START

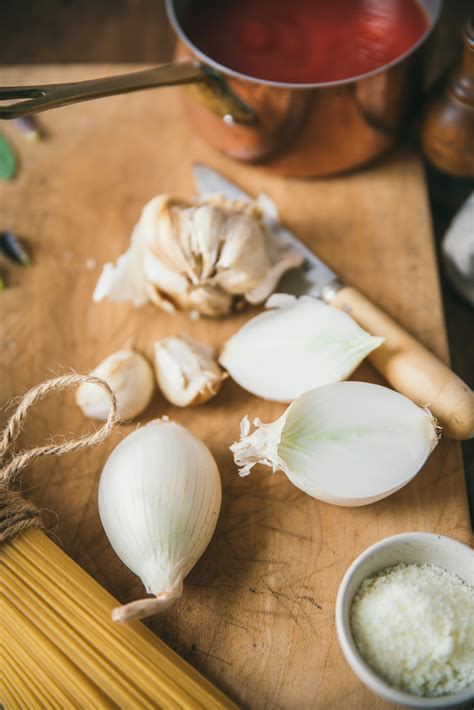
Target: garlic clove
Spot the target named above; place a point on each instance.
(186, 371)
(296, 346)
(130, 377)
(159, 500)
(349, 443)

END
START

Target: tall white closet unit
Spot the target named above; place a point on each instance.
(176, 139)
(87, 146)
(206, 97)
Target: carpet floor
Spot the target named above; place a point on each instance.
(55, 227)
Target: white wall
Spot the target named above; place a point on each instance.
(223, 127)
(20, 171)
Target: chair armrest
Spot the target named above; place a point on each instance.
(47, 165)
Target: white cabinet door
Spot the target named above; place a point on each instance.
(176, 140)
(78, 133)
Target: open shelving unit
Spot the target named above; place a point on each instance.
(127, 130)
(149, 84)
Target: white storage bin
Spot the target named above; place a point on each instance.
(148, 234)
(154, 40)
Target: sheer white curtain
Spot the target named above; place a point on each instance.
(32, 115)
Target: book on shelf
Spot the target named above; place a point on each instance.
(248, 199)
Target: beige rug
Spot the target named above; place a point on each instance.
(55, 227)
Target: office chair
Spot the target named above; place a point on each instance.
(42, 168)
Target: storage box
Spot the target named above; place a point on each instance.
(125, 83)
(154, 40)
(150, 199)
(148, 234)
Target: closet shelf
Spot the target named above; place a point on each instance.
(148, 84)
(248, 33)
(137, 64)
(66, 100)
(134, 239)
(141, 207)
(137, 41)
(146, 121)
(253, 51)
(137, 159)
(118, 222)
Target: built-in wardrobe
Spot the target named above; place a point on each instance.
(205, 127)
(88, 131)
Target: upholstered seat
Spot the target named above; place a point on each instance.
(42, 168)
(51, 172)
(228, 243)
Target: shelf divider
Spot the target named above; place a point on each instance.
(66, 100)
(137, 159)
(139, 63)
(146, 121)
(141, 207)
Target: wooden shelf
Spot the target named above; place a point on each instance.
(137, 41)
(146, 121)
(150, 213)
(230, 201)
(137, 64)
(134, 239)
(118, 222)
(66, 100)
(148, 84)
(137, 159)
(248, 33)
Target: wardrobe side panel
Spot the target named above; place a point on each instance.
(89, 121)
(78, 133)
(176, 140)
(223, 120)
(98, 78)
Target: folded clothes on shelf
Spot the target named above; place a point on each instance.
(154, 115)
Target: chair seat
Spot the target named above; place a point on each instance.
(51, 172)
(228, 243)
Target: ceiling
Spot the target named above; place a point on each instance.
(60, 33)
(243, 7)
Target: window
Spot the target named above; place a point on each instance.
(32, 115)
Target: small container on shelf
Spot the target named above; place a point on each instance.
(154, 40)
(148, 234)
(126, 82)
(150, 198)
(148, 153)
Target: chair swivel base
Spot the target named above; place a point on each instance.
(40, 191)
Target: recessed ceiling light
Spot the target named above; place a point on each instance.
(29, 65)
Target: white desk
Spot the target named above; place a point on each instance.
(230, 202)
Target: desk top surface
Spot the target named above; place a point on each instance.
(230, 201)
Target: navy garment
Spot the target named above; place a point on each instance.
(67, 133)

END

_Exercise goal_:
Gather every line in the material above that contains the word "chair", and list those lines.

_Response_:
Target: chair armrest
Target: office chair
Target: chair seat
Target: chair swivel base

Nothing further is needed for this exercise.